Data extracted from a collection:
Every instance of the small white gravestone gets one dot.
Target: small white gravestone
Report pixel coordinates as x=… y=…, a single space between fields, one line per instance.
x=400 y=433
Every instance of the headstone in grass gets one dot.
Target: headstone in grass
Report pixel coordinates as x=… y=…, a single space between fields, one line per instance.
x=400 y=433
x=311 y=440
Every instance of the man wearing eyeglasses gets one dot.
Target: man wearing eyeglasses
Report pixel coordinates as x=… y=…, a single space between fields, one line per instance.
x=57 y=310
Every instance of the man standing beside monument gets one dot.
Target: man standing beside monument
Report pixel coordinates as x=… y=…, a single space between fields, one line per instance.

## Directions
Each entry in the data should be restated exactly as it was written.

## Your response
Every instance of the small white gravestone gets one dot.
Target: small white gravestone
Report pixel coordinates as x=… y=…, a single space between fields, one line per instance.
x=400 y=433
Every instance of the headstone in grass gets one dot.
Target: headstone in grass
Report pixel coordinates as x=… y=…, a single space between fields, one line per instance.
x=400 y=433
x=311 y=440
Every instance of the man wearing eyeglasses gets one dot.
Target: man wearing eyeglasses
Report pixel coordinates as x=… y=…, a single space between fields, one line per instance.
x=57 y=310
Every instance of the man standing beside monument gets one dot.
Target: man standing beside monument
Report pixel coordinates as x=… y=…, a single space between fields, one line per instance.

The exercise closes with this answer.